● TASK TO COMPLETE:
Copy out every one of the entries below, switching each "Mark" to "Show" and leaving everything else unchanged.

● SUPPLIED RECORDS:
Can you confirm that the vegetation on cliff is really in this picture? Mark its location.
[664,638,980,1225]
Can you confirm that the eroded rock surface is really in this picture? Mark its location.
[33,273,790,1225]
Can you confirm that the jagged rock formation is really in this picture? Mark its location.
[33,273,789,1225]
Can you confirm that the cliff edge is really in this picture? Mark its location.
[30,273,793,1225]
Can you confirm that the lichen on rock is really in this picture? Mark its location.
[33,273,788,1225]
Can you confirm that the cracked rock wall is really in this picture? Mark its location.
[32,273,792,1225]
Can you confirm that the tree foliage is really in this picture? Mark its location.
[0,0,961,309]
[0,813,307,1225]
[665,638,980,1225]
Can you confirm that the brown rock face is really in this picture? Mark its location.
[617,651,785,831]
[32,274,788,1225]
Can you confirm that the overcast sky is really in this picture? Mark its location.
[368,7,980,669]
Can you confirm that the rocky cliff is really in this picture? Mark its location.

● TASK OUTPUT:
Can you confirm that the vegetation on cliff is really in this picture? Show its location.
[664,638,980,1225]
Can you confirm that the eroded rock surface is really in this picture? Show its location.
[33,273,790,1225]
Can you confirm that the jagged rock formation is really in this picture? Show its location.
[33,273,789,1225]
Can you confirm that the cliff edge is really in this picture? Show its location.
[30,273,793,1225]
Can you confirm that the lichen on rock is really in this picture? Show its location.
[33,273,788,1225]
Can you confirm that the cracked rock wall is really in this picture? Show its location.
[32,273,792,1225]
Can you confirm that the tree foliage is really in this picture? Show its location.
[0,0,961,309]
[0,813,307,1225]
[665,638,980,1225]
Can you confirm that the brown rock face is really in this picture? Show its location.
[617,651,785,831]
[32,274,788,1225]
Can you confirm that the overcast sky is really in this picture? Show its location.
[368,7,980,669]
Can you confirm that the rocky cliff is really in this picture? Show its location.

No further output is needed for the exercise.